• _Task brief_: Count the lines of the data below that contain the string "would", treating uppercase and lowercase letters as distinct, and reply with the number alone.

• _Source data_:
[START]

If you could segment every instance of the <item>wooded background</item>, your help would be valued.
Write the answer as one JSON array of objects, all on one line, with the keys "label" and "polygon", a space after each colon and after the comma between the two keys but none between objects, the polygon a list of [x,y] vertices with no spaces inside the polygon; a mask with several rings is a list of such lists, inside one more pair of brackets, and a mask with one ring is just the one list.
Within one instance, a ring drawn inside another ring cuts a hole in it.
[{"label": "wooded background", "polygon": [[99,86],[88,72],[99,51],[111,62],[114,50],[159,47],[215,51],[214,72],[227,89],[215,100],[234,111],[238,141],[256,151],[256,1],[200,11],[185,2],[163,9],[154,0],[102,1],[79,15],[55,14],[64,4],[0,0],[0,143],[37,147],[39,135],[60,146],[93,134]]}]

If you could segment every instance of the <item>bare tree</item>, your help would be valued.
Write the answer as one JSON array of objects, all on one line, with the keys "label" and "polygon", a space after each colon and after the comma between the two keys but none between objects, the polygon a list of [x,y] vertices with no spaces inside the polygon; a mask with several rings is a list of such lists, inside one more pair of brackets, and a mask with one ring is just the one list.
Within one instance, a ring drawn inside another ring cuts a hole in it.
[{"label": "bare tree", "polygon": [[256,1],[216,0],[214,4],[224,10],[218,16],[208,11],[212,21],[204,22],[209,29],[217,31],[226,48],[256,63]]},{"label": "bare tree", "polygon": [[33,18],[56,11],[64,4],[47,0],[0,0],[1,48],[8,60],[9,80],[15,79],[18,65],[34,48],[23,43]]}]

[END]

• _Exercise solution_: 2